----- Excerto do texto
Note-se que a alínea B) apenas alude a uma mera expetativa inicial de viabilidade de construção de cerca de 5000 m2, mas não que na data da outorga da escritura pública, fosse essa a capacidade máxima construtiva. Mais importando relevar que a alínea E) é absolutamente genérica, não contemplando qualquer concretização em termos temporais.

A alínea F), por seu turno, apenas permite inferir que em maio de 2006, foi entregue Modelo 1 na qual foi declarado que a área bruta de construção é de 11.479.1800 m2 mas não que fosse essa a área bruta à data da transmissão. Caberia, por isso, à Recorrente demonstrar que a liquidação era ilegal por ter sido atendido para o efeito a um valor que o prédio não detinha à data da sua transmissão.

De relevar, in fine, que da factualidade constante na alínea M) não se retira, de todo, que a área bruta de construção à data da aquisição seria de 6.505 m2, aliás valor em nada convergente com o valor alvitrado pela Recorrente na sua petição inicial, ou seja, de 9.000 m2.
----------
----- Registos de dados
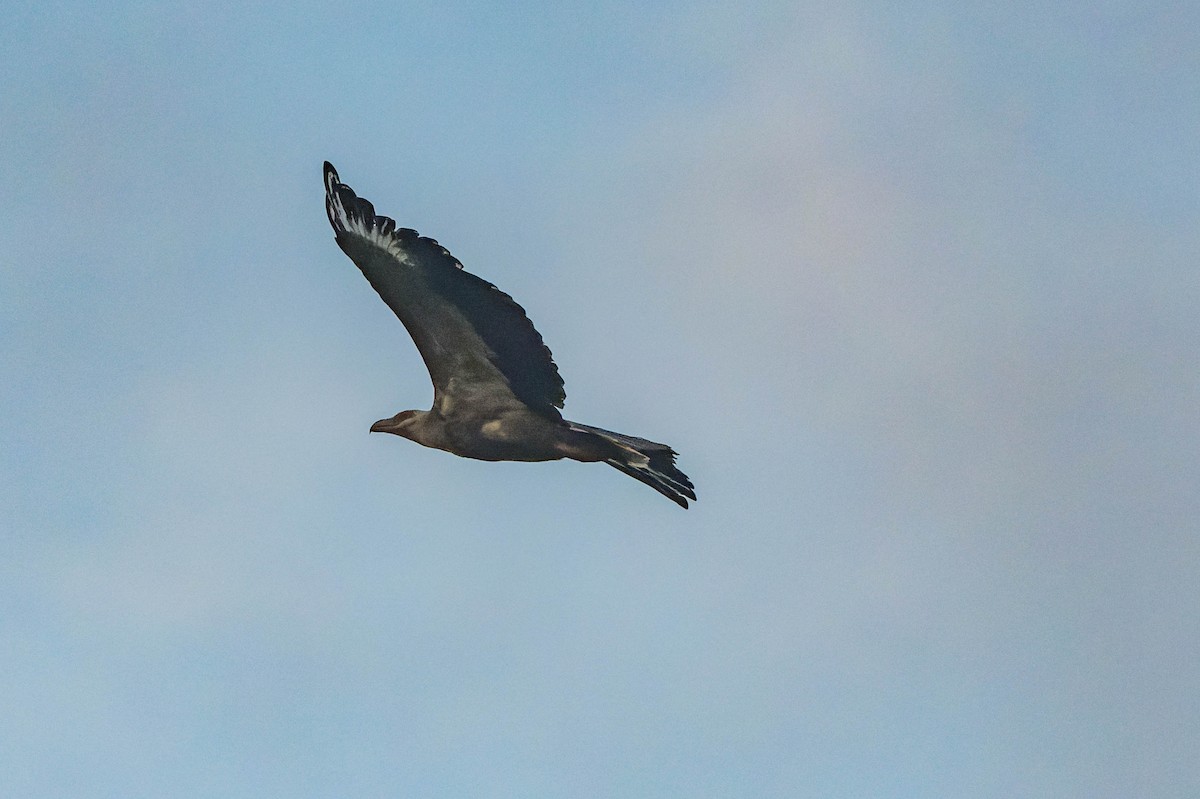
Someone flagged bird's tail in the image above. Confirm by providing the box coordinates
[568,422,696,507]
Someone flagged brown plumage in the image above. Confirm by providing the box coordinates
[325,162,696,507]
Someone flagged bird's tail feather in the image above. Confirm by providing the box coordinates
[569,422,696,507]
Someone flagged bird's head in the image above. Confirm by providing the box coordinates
[371,410,425,438]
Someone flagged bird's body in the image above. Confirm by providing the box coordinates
[325,162,696,507]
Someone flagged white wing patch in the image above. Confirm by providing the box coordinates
[325,164,417,263]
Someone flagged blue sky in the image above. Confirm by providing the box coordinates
[0,1,1200,798]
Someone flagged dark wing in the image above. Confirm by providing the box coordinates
[325,161,566,421]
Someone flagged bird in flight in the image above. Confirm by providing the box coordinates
[325,161,696,507]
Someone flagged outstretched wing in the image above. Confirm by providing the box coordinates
[325,161,566,421]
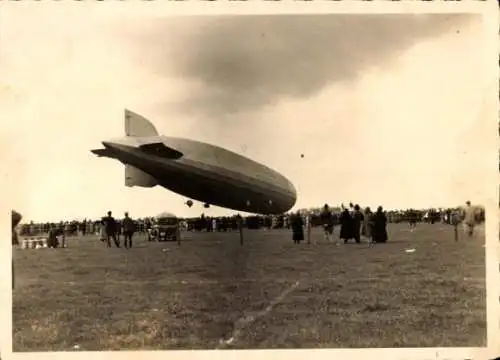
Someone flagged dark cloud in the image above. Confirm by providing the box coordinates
[123,14,471,116]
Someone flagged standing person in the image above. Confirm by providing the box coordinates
[450,210,460,241]
[363,206,373,244]
[122,212,135,249]
[291,211,304,244]
[372,206,388,243]
[339,208,352,244]
[321,204,333,242]
[103,211,120,248]
[464,201,476,237]
[97,216,108,242]
[408,209,417,232]
[12,210,23,290]
[352,204,365,244]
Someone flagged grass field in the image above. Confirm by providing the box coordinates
[13,224,486,351]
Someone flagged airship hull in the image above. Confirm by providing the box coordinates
[93,109,297,214]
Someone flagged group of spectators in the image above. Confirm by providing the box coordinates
[19,204,484,240]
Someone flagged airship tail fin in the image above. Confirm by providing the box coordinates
[125,165,158,187]
[125,109,158,137]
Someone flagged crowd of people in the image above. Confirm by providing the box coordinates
[291,201,485,245]
[14,202,484,248]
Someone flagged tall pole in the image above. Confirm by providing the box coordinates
[238,216,243,245]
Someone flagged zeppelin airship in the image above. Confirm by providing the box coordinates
[91,110,297,215]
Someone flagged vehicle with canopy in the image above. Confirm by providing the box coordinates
[148,212,180,242]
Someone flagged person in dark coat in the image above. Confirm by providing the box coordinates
[12,210,23,245]
[352,204,365,244]
[339,209,353,244]
[291,212,304,244]
[361,207,373,243]
[122,212,135,249]
[321,204,333,242]
[103,211,120,247]
[12,210,23,290]
[372,206,388,243]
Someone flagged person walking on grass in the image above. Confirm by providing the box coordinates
[103,211,120,248]
[362,206,373,244]
[122,212,135,249]
[291,211,304,244]
[321,204,333,243]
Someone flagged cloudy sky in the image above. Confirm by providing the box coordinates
[0,7,497,220]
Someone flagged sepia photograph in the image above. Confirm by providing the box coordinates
[0,4,498,356]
----------
__Descrição da tarefa__: Enumere, pela ordem em que aparecem, todas as alíneas mencionadas no excerto sobre a área bruta de construção.

__Resposta abaixo__: B), E), F), M)